WHAT YOU NEED TO DO
1. Summarize the excerpt on generative AI regulation in two sentences.
2. Reproduce the excerpt on generative AI regulation word for word from "Approximately 100 million" to "sections 3 and 4).".

EXCERPT TO READ
* * *
Approximately 100 million entities registered for ChatGPT within two months of its release, meaning numerous companies, including search engines and newsrooms, are deploying LLMs before direct legal safeguards are in place. The United States has existing federal and state privacy, copyright, consumer protection, and civil rights laws that apply to some aspects of the digital space, but there are broad legal uncertainties about how to interpret them in the context of generative AI (see sections 3 and 4).
In July 2023, the White House announced voluntary commitments from OpenAI, Google, Meta, and four other AI developers to invest in algorithms to “address society’s greatest challenges” and create “robust technical mechanisms to ensure that users know when content is AI generated.” This announcement follows previous nonbinding strategies like the White House’s Blueprint for an AI Bill of Rights (2022) and the National Institute of Standards and Technology’s AI Risk Management Framework (2023), which both call upon companies to prioritize transparency, accountability, fairness, and privacy in AI development. Broad voluntary principles, like these, are the first steps in the absence of a mandatory legal framework that directly regulates generative AI, but LLM developers will need to take significant strides to meet them. For example, OpenAI released a tool in January 2023 to help identify AI-generated text but withdrew it six months later due to high error rates. Furthermore, generative AI as an industry largely continues to obscure how it collects data, assesses and mitigates risk, and promotes internal accountability.
* * *
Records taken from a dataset
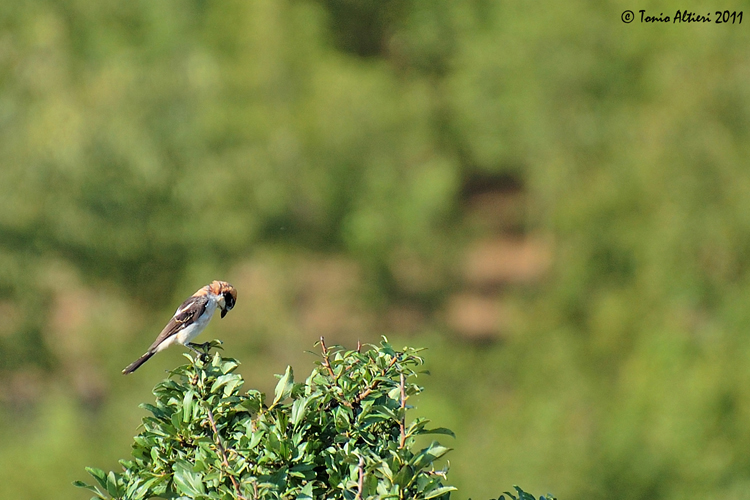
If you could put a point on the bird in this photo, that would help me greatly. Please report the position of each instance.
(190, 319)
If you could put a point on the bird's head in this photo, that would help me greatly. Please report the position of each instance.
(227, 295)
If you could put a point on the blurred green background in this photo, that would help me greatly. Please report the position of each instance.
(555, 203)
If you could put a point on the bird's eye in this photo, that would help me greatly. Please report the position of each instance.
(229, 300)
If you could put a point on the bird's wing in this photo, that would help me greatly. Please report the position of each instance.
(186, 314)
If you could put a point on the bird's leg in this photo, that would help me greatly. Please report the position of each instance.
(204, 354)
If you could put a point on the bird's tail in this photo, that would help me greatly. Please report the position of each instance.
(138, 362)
* * *
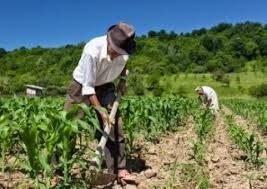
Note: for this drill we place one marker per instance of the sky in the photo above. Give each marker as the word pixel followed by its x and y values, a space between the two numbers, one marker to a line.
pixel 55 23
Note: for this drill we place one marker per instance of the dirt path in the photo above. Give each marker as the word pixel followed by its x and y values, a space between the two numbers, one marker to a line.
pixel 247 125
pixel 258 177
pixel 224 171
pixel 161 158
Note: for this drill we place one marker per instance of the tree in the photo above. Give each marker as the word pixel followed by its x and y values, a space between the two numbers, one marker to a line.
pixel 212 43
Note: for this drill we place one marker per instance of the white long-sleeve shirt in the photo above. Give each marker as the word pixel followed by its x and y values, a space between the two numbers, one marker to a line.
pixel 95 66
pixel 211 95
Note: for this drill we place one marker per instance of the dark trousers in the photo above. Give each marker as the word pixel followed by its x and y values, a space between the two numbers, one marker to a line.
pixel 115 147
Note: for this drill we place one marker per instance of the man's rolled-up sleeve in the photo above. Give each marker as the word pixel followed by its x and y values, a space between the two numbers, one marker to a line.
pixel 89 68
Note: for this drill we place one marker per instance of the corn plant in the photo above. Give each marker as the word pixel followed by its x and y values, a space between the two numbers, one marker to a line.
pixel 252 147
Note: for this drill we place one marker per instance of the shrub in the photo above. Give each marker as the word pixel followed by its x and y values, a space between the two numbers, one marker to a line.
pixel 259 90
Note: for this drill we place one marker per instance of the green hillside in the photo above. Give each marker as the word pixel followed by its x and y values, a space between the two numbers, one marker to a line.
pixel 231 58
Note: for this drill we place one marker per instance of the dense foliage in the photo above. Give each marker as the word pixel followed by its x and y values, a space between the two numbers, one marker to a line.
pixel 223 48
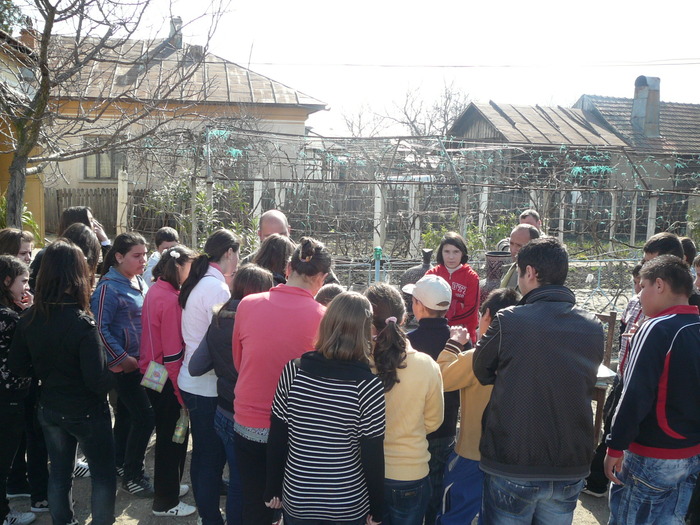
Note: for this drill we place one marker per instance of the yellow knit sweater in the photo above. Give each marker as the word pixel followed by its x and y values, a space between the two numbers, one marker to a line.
* * *
SOLUTIONS TO EACH TASK
1. ChatGPT drew about 100 million registrations within two months, so companies are deploying LLMs before direct legal safeguards exist, and how existing U.S. privacy, copyright, consumer protection, and civil rights laws apply to generative AI remains broadly uncertain. The White House's July 2023 voluntary commitments from AI developers follow earlier nonbinding strategies, but such principles are only first steps without a mandatory legal framework, and the industry still largely obscures how it collects data, assesses and mitigates risk, and promotes internal accountability.

2.
Approximately 100 million entities registered for ChatGPT within two months of its release, meaning numerous companies, including search engines and newsrooms, are deploying LLMs before direct legal safeguards are in place. The United States has existing federal and state privacy, copyright, consumer protection, and civil rights laws that apply to some aspects of the digital space, but there are broad legal uncertainties about how to interpret them in the context of generative AI (see sections 3 and 4).